Около этого же времени у этолян наступили выборы, и в стратеги себе они выбрали Скопаса, виновника всех рассказанных выше насилий. Я не знаю, что и сказать об этом. Не воевать по общенародному постановлению, но со всем ополчением совершать хищнические походы на соседей, при этом ни одного из виновных в том не только не карать, но еще оказывать почет избранием в стратеги людей, руководивших подобными предприятиями, такое поведение представляется мне верхом коварства. И в самом деле, какого другого названия заслуживают подобные подлости? Нижеследующее пояснит мои слова. Когда Фебид93 вопреки договору овладел Кадмеей, лакедемоняне наказали его, но гарнизона из Кадмеи не вывели, как будто обида смывалась наказанием виновного; между тем им следовало поступить наоборот, сделать то, что важно было для фиванцев. Потом, по заключении Анталкидова мира они через глашатаев объявили государства свободными и в управлении независимыми; но гармостов94 не вывели из городов. Выселив мантинеян, находившихся в дружественном союзе с ними, лакедемоняне не называли этого несправедливостью, говоря, что они только из одного города расселили мантинеян по многим городам95. Глупо и подло воображать, что если сам закрываешь глаза, то и другие не видят96. Оба государства навлекли на себя таким поведением величайшие бедствия. Всякий, озабоченный благополучием своим или своего государства, никогда не должен подражать этим примерам.

Между тем царь Филипп, устроив отношения свои с ахеянами, направился с войском в Македонию, чтобы поскорее приготовиться к войне. Не только в союзниках, но во всех эллинах вышеупомянутое решение пробудило светлые надежды на милость и царское великодушие Филиппа.

События эти совершались в то самое время, когда Ганнибал, покорив своей власти все земли по сю сторону97 реки Ибера, готовился к походу на город заканфян. Если бы первые подвиги Ганнибала были с самого начала введены нами в историю эллинов, то необходимо было бы в предыдущей книге при изложении событий переходить от Эллады к Иберии и, следуя порядку времени, рассказывать об одних событиях бок о бок с другими. Но так как эти войны в Италии, Элладе и в Азии имели не одно и то же начало, хотя и общий исход, то мы и считали нужным рассказывать о них отдельно, пока не дошли до того момента, когда разные события переплелись между собою и начали приводить к одной цели. При таком изложении становятся ясными как начало каждого события, так и время сплетения их; относительно этого последнего мы в самом начале труда нашего намекнули на то, когда, каким образом и по каким причинам оно совершилось. Напротив, дальнейший рассказ будет у нас общий для всех стран. Что касается слияния событий, то наступило оно к концу войны на третьем году сороковой олимпиады. Поэтому события позднейшие мы будем излагать в порядке времени в общем повествовании, а предшествующие им отдельно, причем, как я сказал уже, мы будем только упоминать о событиях одновременных, изложенных в предыдущей книге; тогда повествование наше будет не только понятно, но для прилежных читателей и завлекательно.

» ИСХОДНЫЕ ДАННЫЕ:
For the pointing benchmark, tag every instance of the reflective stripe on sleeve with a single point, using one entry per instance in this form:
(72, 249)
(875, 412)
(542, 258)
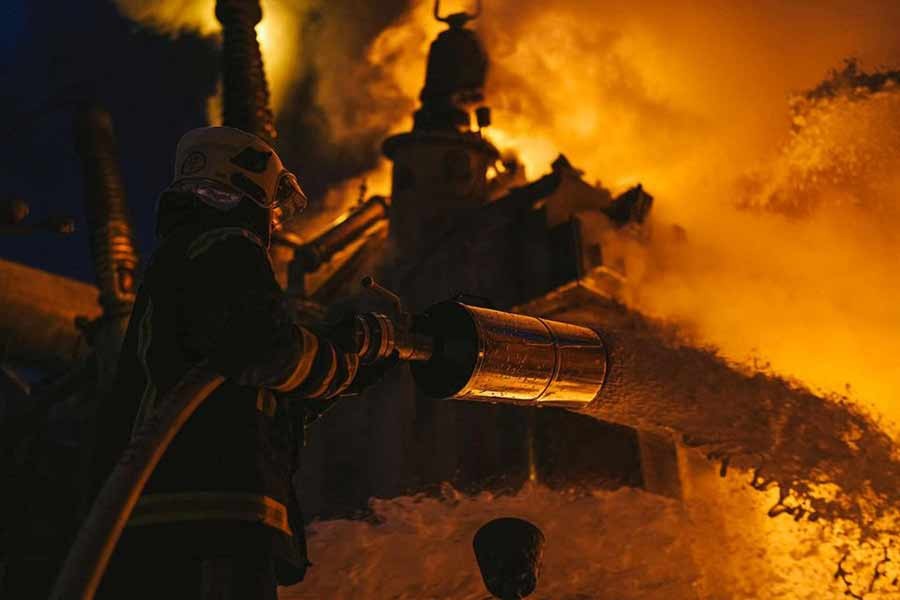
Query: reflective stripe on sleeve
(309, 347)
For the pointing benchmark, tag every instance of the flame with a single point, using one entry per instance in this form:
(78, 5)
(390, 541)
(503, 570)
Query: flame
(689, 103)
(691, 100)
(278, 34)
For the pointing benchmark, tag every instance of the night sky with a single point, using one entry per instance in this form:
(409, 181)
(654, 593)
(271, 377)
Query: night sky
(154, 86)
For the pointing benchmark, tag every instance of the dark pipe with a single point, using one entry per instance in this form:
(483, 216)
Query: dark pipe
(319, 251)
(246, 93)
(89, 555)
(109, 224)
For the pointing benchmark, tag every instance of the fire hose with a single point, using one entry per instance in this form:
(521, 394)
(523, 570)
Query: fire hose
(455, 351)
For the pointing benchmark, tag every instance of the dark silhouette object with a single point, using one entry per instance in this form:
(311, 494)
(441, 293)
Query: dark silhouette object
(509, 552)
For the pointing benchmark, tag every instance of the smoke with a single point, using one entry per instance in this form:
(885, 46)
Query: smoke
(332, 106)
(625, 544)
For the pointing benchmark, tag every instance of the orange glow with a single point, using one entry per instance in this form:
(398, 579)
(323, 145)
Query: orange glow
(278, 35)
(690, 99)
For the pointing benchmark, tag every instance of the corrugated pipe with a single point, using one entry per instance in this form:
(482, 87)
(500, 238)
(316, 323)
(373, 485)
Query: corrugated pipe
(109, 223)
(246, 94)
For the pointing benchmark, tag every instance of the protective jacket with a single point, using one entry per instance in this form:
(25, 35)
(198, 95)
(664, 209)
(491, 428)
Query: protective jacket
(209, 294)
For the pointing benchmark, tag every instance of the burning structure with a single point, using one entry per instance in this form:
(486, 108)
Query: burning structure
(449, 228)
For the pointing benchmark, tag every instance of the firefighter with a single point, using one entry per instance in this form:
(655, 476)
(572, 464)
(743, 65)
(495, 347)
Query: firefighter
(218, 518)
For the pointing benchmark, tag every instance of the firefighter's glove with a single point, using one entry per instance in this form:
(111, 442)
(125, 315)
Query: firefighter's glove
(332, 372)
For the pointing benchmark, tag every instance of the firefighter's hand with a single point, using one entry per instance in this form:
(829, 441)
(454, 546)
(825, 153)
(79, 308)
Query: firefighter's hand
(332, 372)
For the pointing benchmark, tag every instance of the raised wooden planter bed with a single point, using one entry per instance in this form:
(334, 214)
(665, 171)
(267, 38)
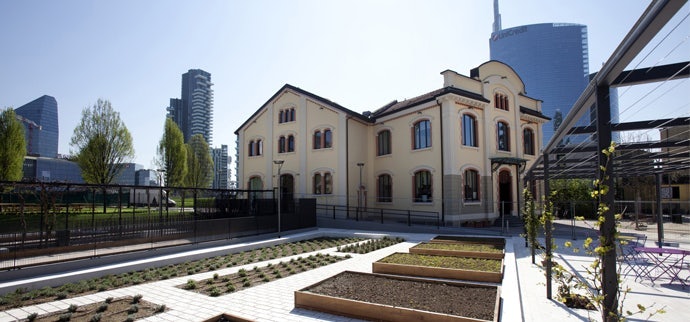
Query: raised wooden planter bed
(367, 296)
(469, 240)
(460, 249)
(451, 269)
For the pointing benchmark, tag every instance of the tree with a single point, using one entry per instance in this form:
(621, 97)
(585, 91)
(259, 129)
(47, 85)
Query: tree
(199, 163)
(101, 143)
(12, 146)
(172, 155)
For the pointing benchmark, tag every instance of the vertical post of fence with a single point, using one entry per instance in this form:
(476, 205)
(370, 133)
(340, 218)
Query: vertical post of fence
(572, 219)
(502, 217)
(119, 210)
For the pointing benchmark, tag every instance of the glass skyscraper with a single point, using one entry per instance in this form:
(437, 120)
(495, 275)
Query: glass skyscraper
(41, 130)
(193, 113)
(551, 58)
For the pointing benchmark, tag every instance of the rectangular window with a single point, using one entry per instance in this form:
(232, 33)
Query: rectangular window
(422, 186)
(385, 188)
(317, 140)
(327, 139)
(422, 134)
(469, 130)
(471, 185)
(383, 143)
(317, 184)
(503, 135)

» ЗАДАНИЯ:
1. Кого этоляне выбрали себе в стратеги, согласно тексту для чтения?
2. Воспроизведите дословно отрывок из текста для чтения, начиная со слов «Между тем царь» и продолжая до слов «царское великодушие Филиппа.» включительно.

» ОТВЕТЫ:
1. Скопаса, виновника всех описанных в тексте насилий.

2.
Между тем царь Филипп, устроив отношения свои с ахеянами, направился с войском в Македонию, чтобы поскорее приготовиться к войне. Не только в союзниках, но во всех эллинах вышеупомянутое решение пробудило светлые надежды на милость и царское великодушие Филиппа.